The bill focuses on anti-Russian sanctions. The proposed restrictive measures prohibit the provision of US banking services, loans in excess of $ 10 million, the implementation of export and import operations against legal entities and individuals that are involved in the implementation of projects of Russian gas pipelines, invest large amounts of money in the economy of the Russian Federation, undermine cybersecurity, violate human rights, and participate in the supply of Russian weapons to Syria. Anti-Russian sanctions, introduced by former President Barack Obama, are imposed at the legislative level.
American and other companies are prohibited from selling or leasing goods, services, technology for more than $ 1 million - once and for more than $ 5 million - during the year that will be used in the construction of Russian export-oriented gas pipelines. Banks will face restrictive measures, unless they reduce the maximum term of financing to 14 days for sanctioned Russian banks, up to 30 days for Russian oil and gas companies. Sanctions will affect firms that spend more than $ 10 million on privatizing state property of the Russian Federation and even those companies that will help attract such investments.

*Task statement*:
Continue the passage on the US anti-Russian sanctions bill, starting after its final sentence.

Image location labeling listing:
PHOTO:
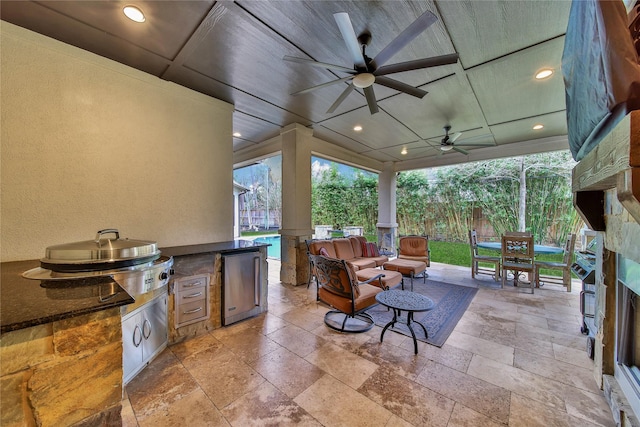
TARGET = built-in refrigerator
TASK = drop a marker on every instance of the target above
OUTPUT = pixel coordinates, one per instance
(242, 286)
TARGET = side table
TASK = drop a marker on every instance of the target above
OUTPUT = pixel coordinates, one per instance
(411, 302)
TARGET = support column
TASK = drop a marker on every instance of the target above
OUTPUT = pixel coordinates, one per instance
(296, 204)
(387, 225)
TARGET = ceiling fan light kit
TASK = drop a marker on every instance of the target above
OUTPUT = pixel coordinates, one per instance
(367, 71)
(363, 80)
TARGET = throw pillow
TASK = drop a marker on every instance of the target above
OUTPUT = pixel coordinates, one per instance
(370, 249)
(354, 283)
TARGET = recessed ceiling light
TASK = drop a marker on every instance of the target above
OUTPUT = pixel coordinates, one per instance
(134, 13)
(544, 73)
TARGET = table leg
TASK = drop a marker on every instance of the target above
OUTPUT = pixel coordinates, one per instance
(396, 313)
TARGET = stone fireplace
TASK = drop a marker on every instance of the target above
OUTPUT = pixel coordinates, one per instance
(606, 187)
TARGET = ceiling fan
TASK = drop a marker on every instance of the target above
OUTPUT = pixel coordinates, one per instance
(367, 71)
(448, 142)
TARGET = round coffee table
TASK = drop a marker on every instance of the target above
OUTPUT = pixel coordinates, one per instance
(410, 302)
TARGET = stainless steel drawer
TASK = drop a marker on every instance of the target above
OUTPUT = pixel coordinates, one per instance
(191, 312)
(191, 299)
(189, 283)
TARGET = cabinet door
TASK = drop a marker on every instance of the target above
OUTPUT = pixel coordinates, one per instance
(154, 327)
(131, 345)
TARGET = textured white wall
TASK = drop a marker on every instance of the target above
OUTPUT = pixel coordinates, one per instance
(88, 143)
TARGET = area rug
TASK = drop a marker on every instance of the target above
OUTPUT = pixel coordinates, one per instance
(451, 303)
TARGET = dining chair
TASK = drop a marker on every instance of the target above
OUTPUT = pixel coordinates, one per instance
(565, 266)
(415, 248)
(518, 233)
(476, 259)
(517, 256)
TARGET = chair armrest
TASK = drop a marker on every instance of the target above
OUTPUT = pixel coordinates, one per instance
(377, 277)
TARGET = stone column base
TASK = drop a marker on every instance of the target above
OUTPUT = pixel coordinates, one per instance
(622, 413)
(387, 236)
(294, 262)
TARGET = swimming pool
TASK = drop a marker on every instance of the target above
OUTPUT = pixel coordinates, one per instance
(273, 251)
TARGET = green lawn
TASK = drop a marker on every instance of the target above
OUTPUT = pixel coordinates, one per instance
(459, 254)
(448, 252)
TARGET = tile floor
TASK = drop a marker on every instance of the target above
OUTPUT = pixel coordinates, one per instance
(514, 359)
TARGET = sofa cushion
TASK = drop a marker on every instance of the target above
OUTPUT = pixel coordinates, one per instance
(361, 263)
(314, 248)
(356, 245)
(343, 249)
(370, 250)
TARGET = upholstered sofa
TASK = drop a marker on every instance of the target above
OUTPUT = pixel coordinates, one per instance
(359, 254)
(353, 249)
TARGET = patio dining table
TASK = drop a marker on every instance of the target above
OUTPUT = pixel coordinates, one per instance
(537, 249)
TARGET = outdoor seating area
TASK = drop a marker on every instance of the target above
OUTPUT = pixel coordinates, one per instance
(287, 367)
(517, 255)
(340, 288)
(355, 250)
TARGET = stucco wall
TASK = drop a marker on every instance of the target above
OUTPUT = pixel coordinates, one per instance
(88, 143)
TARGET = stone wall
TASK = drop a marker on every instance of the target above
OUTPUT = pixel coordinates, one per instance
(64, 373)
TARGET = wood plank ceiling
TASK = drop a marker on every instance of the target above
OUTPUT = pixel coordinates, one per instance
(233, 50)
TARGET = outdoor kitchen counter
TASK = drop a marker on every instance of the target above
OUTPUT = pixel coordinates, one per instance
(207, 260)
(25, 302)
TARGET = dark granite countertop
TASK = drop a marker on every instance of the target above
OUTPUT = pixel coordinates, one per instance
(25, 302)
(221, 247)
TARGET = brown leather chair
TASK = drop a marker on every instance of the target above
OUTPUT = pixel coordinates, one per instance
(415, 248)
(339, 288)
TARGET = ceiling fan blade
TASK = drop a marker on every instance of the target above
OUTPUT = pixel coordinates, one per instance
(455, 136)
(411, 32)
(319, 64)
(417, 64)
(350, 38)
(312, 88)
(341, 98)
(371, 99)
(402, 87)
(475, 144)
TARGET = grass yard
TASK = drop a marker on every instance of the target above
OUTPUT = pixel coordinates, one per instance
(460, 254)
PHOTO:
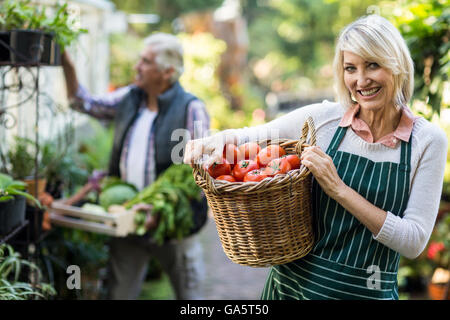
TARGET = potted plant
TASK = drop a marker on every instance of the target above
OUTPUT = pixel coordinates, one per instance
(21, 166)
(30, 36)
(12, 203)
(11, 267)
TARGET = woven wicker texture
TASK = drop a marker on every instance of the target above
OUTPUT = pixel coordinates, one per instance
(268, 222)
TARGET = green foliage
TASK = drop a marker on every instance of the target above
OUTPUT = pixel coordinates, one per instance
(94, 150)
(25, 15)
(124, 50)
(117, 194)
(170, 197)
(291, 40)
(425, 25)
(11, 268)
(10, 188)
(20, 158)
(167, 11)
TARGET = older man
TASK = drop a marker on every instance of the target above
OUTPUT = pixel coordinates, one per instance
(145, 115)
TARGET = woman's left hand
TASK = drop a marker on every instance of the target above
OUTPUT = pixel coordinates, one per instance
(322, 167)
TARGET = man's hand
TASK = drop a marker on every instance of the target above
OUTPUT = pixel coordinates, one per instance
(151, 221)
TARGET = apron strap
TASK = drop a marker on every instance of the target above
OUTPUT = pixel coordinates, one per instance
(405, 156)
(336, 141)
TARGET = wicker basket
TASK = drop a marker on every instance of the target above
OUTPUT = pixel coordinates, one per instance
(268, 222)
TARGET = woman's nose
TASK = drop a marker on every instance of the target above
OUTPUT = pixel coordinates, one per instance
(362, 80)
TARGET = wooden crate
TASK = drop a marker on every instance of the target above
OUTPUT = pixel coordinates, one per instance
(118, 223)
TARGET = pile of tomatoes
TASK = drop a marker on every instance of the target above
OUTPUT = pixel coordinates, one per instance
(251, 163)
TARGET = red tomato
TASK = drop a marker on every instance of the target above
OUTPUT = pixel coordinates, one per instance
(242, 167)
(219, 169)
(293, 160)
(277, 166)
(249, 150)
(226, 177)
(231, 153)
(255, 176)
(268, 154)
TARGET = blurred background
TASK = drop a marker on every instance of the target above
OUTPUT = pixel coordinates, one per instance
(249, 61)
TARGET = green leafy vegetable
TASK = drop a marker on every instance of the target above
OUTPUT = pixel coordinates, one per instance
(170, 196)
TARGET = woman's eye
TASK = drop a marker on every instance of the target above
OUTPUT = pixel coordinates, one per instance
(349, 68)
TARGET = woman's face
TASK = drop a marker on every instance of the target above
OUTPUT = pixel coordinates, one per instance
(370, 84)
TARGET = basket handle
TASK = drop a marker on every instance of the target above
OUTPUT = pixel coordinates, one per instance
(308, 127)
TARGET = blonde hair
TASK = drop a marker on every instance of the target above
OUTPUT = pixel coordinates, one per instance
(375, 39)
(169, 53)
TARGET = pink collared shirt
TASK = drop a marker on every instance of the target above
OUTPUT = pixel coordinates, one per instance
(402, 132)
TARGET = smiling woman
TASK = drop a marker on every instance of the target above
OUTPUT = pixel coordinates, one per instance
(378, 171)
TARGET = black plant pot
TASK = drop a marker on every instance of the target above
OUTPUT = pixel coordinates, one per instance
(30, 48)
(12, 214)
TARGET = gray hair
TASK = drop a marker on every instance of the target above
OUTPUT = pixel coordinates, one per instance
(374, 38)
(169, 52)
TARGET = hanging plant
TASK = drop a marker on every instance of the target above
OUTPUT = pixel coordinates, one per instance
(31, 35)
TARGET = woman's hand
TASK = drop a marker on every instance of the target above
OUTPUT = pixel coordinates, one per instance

*Answer to this problem*:
According to data by Vox, the bill contains some controversial points. It is difficult to determine when specifically American firms will be banned from working with Russian oil and gas companies. Perhaps the congressmen deliberately left a loophole for US oil and gas companies, including ExxonMobil, which do not support the tightening of anti-Russian sanctions. American businessmen are given time to settle their affairs in Russia.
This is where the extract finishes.